**EXERCISE AIM**. Could you repeat every line of the listing below word for word, leaving the pictures out of your answer?

**RECORDS FOR THIS EXERCISE**.

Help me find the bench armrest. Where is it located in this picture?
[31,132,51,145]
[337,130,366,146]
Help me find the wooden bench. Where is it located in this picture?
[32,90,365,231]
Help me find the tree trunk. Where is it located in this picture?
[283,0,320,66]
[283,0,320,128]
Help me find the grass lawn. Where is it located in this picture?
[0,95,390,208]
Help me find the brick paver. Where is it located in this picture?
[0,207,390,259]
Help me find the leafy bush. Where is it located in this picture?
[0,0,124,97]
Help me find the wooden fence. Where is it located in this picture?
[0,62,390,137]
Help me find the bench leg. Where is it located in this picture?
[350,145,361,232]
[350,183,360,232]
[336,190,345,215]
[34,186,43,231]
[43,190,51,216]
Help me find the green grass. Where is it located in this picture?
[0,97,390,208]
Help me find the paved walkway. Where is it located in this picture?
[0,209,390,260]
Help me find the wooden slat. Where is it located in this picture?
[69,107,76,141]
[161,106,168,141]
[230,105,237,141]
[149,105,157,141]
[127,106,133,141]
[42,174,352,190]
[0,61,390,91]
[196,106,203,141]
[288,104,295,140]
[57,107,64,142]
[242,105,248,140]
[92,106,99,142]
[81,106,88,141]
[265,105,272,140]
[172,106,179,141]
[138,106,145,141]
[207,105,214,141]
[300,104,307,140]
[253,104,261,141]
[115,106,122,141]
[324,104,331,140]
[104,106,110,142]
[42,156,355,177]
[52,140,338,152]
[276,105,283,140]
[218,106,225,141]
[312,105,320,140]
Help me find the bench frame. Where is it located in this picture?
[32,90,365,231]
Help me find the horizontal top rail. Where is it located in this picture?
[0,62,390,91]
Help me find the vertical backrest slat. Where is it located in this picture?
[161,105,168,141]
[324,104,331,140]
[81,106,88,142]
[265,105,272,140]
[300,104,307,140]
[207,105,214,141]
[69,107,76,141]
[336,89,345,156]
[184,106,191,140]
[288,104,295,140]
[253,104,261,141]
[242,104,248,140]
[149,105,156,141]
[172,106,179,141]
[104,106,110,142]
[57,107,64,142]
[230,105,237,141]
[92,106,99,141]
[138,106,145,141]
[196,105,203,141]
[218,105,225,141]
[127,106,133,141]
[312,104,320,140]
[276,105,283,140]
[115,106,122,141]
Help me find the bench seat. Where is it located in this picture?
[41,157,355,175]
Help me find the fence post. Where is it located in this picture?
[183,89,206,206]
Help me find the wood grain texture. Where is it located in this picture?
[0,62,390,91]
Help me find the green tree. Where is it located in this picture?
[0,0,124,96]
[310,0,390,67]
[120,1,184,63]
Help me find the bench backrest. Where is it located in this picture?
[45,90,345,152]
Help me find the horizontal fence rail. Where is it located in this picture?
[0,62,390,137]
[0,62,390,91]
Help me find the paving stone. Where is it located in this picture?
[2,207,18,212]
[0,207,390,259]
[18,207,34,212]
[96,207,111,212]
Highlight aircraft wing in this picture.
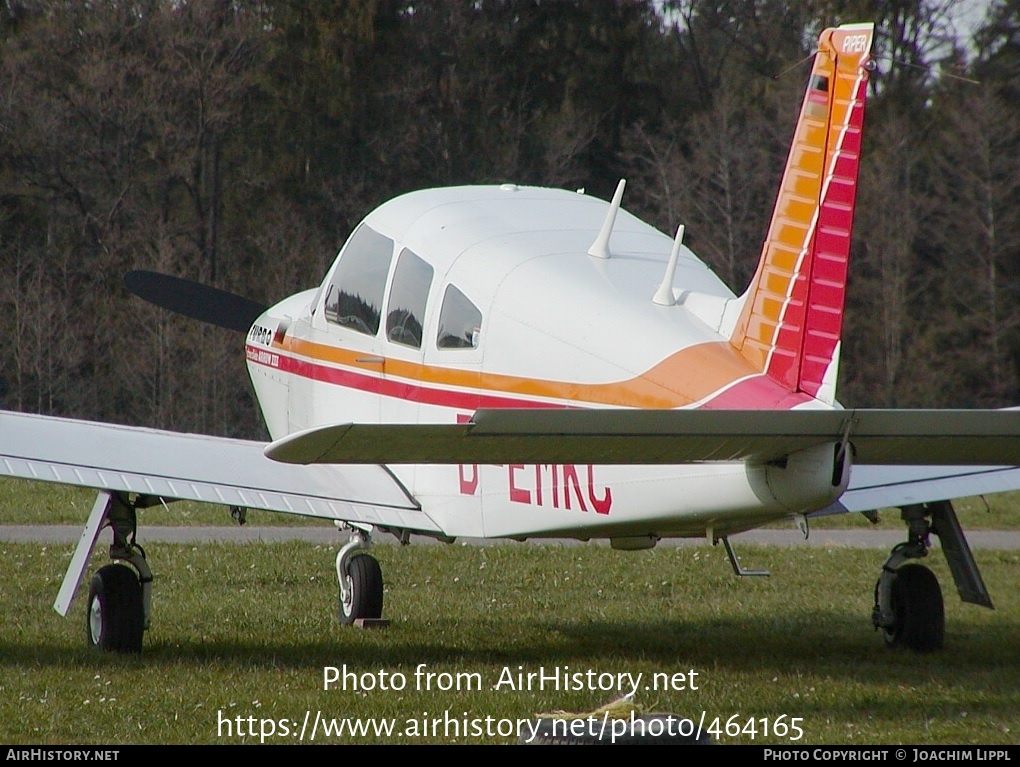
[0,411,440,531]
[265,408,1020,466]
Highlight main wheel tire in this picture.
[85,564,145,653]
[882,565,946,653]
[340,554,383,625]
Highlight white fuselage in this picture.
[247,186,849,539]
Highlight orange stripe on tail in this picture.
[730,23,874,401]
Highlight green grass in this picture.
[0,477,1020,530]
[0,543,1020,746]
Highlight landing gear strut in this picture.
[871,501,991,653]
[871,505,946,653]
[66,492,152,653]
[337,527,383,625]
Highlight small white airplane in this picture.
[0,24,1020,652]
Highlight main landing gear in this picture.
[871,501,992,653]
[337,527,383,625]
[53,491,151,653]
[53,491,389,653]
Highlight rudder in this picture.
[730,23,874,403]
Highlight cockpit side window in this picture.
[436,285,481,349]
[323,224,393,336]
[386,248,434,349]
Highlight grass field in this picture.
[0,543,1020,747]
[0,477,1020,530]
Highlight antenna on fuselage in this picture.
[652,223,686,306]
[588,178,627,258]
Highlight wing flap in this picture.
[0,412,442,532]
[266,408,1020,465]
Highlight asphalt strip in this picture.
[0,524,1020,551]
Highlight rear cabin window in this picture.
[323,225,393,336]
[436,285,481,349]
[386,248,432,349]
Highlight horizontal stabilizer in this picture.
[266,409,1020,465]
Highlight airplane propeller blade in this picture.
[124,270,268,333]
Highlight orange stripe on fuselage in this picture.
[273,338,771,409]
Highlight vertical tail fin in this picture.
[730,23,874,402]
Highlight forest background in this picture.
[0,0,1020,438]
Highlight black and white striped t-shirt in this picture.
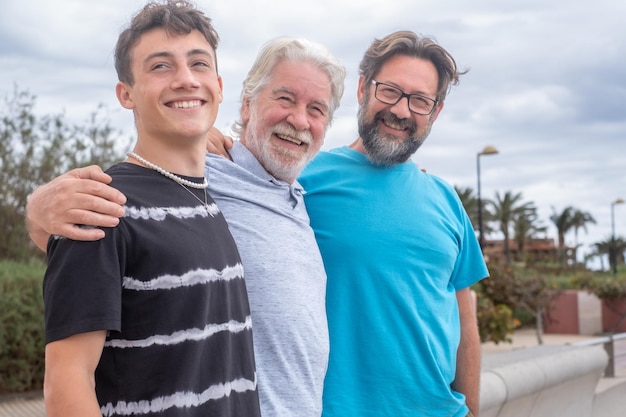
[44,163,259,417]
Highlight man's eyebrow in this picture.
[144,49,213,62]
[272,87,330,110]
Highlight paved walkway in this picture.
[0,329,626,417]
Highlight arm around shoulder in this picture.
[26,165,126,251]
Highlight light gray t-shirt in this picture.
[205,141,329,417]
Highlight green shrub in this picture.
[0,261,45,394]
[477,294,519,344]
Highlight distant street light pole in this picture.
[609,198,624,276]
[476,145,498,250]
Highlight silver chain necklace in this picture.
[126,152,209,189]
[178,183,213,217]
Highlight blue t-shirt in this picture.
[299,147,488,417]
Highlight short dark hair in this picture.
[115,0,219,85]
[359,31,467,103]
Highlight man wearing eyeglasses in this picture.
[299,32,488,417]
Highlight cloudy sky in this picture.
[0,0,626,266]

**ANSWER**.
Help me find the bench armrest. Where is it located in this picture?
[31,132,51,145]
[337,130,366,146]
Help me find the wooden bench. Where is it located in this picture?
[32,90,365,231]
Help me find the tree trunk. Where is it located in this picture?
[283,0,320,66]
[283,0,320,128]
Help me find the grass lawn. Where is it located in this picture?
[0,95,390,208]
Help me find the brick paver. Where is it located in this picture?
[0,207,390,259]
Help me find the leafy bush. Where is it located in this picture?
[0,0,124,97]
Help me find the wooden fence. Where is it located in this picture?
[0,62,390,137]
Help me find the bench leg. Where is it located in this picture?
[350,145,361,232]
[350,183,360,232]
[336,190,345,215]
[34,186,43,231]
[43,190,51,216]
Help me find the green grass. Where is it located in this picture?
[0,97,390,208]
Help me find the paved walkway. Where is it located in this picture?
[0,209,390,260]
Help me find the wooden slat. Where is it located in this picture?
[69,107,76,141]
[161,106,168,141]
[230,105,237,141]
[149,105,157,141]
[127,106,133,141]
[42,174,352,190]
[0,61,390,91]
[196,106,203,141]
[288,104,295,140]
[57,107,64,142]
[242,105,248,140]
[92,106,99,142]
[81,106,88,141]
[265,105,272,140]
[172,106,179,141]
[138,106,145,141]
[207,105,214,141]
[300,104,307,140]
[253,104,261,141]
[115,106,122,141]
[324,104,331,140]
[104,106,110,142]
[42,156,355,177]
[52,140,338,152]
[276,105,283,140]
[218,106,225,141]
[312,105,320,140]
Help me find the bench frame. Where is it located in this picture?
[32,90,365,231]
Help me find the horizontal top rail. Where is it located in this picture?
[0,62,390,91]
Help me find the vertical backrest slat. Where is it located in this picture?
[161,105,168,141]
[324,104,331,140]
[81,106,88,142]
[265,105,272,140]
[300,104,307,140]
[207,105,214,141]
[69,107,76,141]
[336,89,345,156]
[184,106,191,140]
[288,104,295,140]
[253,104,261,141]
[242,104,248,140]
[149,105,156,141]
[172,106,179,141]
[104,106,110,142]
[57,107,64,142]
[230,105,237,141]
[92,106,99,141]
[138,106,145,141]
[196,105,203,141]
[218,105,225,141]
[127,106,133,141]
[312,104,320,140]
[276,105,283,140]
[115,106,122,141]
Help me find the bench seat. Where is it located in this picture?
[41,157,355,175]
Help me find the fence post. Where is it located in this picture?
[183,89,206,206]
Help me find the wood grain texture. Where is it located in this picture?
[0,62,390,91]
Help me find the green tree. Where is it located in this picture?
[0,0,124,96]
[310,0,390,67]
[120,1,184,63]
Help me find the bench backrest. Where is it located in this picture?
[45,90,345,152]
Help me find the horizontal fence rail. Where is it located in this picture?
[0,62,390,137]
[0,62,390,91]
Help me find the paving stone. Where is it located in this picture?
[2,207,18,212]
[0,207,390,259]
[18,207,34,212]
[96,207,111,212]
Highlight aircraft wing in this picture.
[0,411,440,531]
[265,408,1020,466]
Highlight main wheel tire in this picture.
[85,564,145,653]
[882,565,946,653]
[340,554,383,625]
Highlight white fuselage in this picture.
[247,186,849,539]
Highlight orange stripe on tail in this picture.
[730,23,874,401]
Highlight green grass in this picture.
[0,477,1020,530]
[0,543,1020,746]
Highlight landing gear strut in this picture.
[871,501,991,653]
[871,505,946,653]
[66,492,152,653]
[337,527,383,625]
Highlight small white airplane in this picture.
[0,24,1020,652]
Highlight main landing gear in this picture.
[871,501,992,653]
[337,527,383,625]
[53,491,151,653]
[53,491,389,653]
Highlight rudder in this picture.
[730,23,874,403]
Highlight cockpit side window in this picture.
[436,285,481,349]
[323,224,393,336]
[386,248,434,349]
Highlight grass field in this picture.
[0,543,1020,747]
[0,477,1020,530]
Highlight antenna on fuselage in this picture.
[652,223,686,306]
[588,178,627,258]
Highlight wing flap in this picture.
[0,412,442,532]
[266,408,1020,465]
Highlight asphalt strip in this picture.
[0,524,1020,551]
Highlight rear cabin window in this picture.
[323,225,393,336]
[436,285,481,349]
[386,248,432,349]
Highlight horizontal stabilizer in this picture.
[266,409,1020,465]
Highlight airplane propeller blade in this picture.
[124,270,268,333]
Highlight orange stripe on fuselage in this picture.
[273,338,771,409]
Highlight vertical tail fin in this picture.
[730,23,874,402]
Highlight forest background in this picture.
[0,0,1020,438]
Highlight black and white striped t-shirt in this picture.
[44,163,259,417]
Highlight man's eyebrow in this picture.
[144,49,213,62]
[272,87,330,110]
Highlight paved walkway in this picture.
[0,329,626,417]
Highlight arm around shoulder in this picture.
[26,165,126,251]
Highlight light gray t-shirt in this picture.
[205,141,329,417]
Highlight green shrub in this picture.
[0,261,45,394]
[477,294,519,344]
Highlight distant street light pole in this picture.
[609,198,624,276]
[476,145,498,250]
Highlight silver chain necklace in this picture.
[126,152,209,189]
[178,183,213,217]
Highlight blue t-shirt in this picture.
[299,147,488,417]
Highlight short dark hair in this picture.
[115,0,219,85]
[359,31,467,103]
Highlight man wearing eyeglasses in this picture.
[299,32,488,417]
Highlight cloudy sky in this picture.
[0,0,626,266]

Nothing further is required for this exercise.